What this exercise asks:
1 - Reproduce the passage of the guide to buying property in Greece starting with "But the process" and going on through "rather than surprised.".
2 - Pull out every line of the records that contains the string "below", matching case.

Buying Property in Greece as a Foreigner: The Complete 2026 Guide
Buying Property in Greece as a Foreigner: The Complete 2026 Guide
You've spent two weeks on an island, watched the light move across white walls at 6pm, and started doing mental arithmetic on property listings. It feels attainable — prices that would buy you a broom closet in London or Los Angeles stretch to a proper sea-view apartment in Crete or the Peloponnese. And largely, foreigners can and do buy property in Greece every year without drama.
But the process is not casual. Greece operates on a civil law system with mandatory notarial deeds, a transitioning land registry, a required tax number, and — for non-EU buyers in certain island locations — a military clearance requirement that most people discover far too late. This guide walks you through every stage, so you arrive prepared rather than surprised.
Can Foreigners Buy Property in Greece?
Yes, with one important caveat. EU and EEA citizens buy property in Greece under exactly the same terms as Greek nationals — no restrictions, no special permits, no additional approvals.
Non-EU citizens (Americans, Canadians, Australians, British nationals post-Brexit, and others) can also buy freely across most of Greece. The exception is a category of designated "border regions" — primarily the East Aegean islands (Chios, Lesvos, Samos, Limnos, Rhodes, Kos, and others in the Dodecanese) plus certain northern mainland prefectures (Evros, Kastoria, Kilkis, Florina, and others). In these zones, non-EU buyers must obtain a permit from the Ministry of National Defence before completing any purchase. The permit is routinely granted to legitimate buyers, but the application process takes two to six months and must be started well before you expect to sign. Jumping into a pre-contract before the permit arrives is a serious mistake — any notarial deed executed without the clearance is legally void from inception.

(Rows from a pointing dataset)
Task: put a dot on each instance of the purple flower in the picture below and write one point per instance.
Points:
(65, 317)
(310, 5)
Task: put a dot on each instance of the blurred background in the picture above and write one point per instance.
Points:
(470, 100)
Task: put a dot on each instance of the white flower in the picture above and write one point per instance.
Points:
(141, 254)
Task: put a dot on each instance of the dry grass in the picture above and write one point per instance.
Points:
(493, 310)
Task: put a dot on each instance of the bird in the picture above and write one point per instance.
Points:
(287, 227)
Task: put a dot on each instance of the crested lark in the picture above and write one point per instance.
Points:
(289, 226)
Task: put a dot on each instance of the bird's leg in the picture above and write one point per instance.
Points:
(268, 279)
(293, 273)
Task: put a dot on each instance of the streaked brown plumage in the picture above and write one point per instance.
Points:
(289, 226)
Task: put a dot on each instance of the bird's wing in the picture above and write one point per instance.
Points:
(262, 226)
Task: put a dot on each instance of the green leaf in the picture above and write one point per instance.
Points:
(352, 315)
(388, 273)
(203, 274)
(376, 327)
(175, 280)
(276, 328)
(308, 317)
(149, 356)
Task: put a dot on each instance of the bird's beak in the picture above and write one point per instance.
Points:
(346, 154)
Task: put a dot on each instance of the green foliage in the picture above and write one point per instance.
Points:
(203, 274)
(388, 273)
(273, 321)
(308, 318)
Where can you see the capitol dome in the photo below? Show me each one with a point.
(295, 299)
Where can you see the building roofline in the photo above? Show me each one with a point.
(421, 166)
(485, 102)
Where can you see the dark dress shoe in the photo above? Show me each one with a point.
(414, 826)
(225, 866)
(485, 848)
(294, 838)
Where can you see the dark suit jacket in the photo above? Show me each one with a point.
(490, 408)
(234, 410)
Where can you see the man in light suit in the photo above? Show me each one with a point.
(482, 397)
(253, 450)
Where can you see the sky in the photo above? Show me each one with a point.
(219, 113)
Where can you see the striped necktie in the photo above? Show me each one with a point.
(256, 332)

Completed exercise:
1 -
But the process is not casual. Greece operates on a civil law system with mandatory notarial deeds, a transitioning land registry, a required tax number, and — for non-EU buyers in certain island locations — a military clearance requirement that most people discover far too late. This guide walks you through every stage, so you arrive prepared rather than surprised.

2 -
Task: put a dot on each instance of the purple flower in the picture below and write one point per instance.
Where can you see the capitol dome in the photo below? Show me each one with a point.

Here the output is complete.